* PROBLEM TO SOLVE *
With the line containing "point: ancient stone" as the first and the final line of the entries as the last, repeat exactly the lines in that span, including both.

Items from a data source
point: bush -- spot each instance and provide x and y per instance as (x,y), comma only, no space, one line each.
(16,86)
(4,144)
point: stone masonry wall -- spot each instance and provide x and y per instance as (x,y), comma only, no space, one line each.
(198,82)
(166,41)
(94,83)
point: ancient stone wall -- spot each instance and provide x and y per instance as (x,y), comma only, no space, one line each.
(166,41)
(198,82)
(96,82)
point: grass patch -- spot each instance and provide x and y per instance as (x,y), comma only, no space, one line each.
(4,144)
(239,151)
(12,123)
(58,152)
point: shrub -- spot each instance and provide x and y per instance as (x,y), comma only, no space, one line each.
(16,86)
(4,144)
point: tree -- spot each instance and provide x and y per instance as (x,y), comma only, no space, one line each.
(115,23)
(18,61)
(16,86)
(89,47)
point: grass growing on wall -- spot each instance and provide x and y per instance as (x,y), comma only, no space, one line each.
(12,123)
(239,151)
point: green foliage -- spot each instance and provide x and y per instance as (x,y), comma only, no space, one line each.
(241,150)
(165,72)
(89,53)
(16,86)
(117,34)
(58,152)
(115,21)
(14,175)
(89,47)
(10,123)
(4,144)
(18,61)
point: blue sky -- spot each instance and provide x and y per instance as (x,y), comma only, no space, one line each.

* RESPONSE TO THIS EXERCISE *
point: ancient stone wall -- spot each instance and provide x and y per instance as (x,y), comma only, no space, one line each.
(166,41)
(198,82)
(96,82)
point: grass patch -- spot each instance and provide x and y per instance as (x,y), comma only, no space, one line each.
(4,144)
(239,151)
(12,123)
(58,152)
point: shrub -- spot each instance and provide x and y per instance as (x,y), comma only, no space, one line each.
(16,86)
(4,144)
point: tree -- spot each instance and provide x and y per instance as (x,y), comma only, no space, one line each.
(115,23)
(18,61)
(16,86)
(89,47)
point: grass growing on wall -- spot each instance and provide x and y per instance as (x,y), comma only, no space, one line each.
(12,123)
(239,151)
point: green foliage -- spot each instance and provide x and y per instance as (x,y), comma only, no space, one line each.
(241,150)
(165,72)
(89,53)
(16,86)
(117,34)
(58,152)
(115,21)
(14,175)
(89,47)
(10,123)
(4,144)
(18,61)
point: blue sky -- spot each instance and provide x and y per instance as (x,y), comma only, no space, one line each.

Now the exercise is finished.